_Data shown_
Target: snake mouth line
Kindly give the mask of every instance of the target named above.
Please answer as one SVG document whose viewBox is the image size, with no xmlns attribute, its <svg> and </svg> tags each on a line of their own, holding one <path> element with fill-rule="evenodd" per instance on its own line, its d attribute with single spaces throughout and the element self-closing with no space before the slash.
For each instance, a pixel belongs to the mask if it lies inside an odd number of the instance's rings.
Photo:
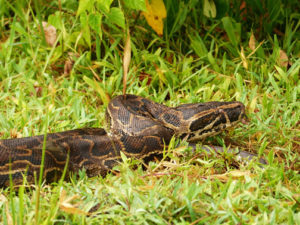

_Exercise directions_
Output the text lines of every item above verbatim, leaving out the pictures.

_Written answer_
Target: snake mouth line
Kindly give the mask of every instance of the target named above.
Please answer as one SVG document whose viewBox is the image size, with no xmlns attribute, its <svg> and </svg> tags each on a line of their own, holding one <path> element with fill-rule="evenodd" per instance on its own line, its d attribute with single spaces throughout and the element self-closing with no space before the slash.
For each instance, a pixel belongs to the mask if it lies inside an odd number of the instance's rings.
Photo:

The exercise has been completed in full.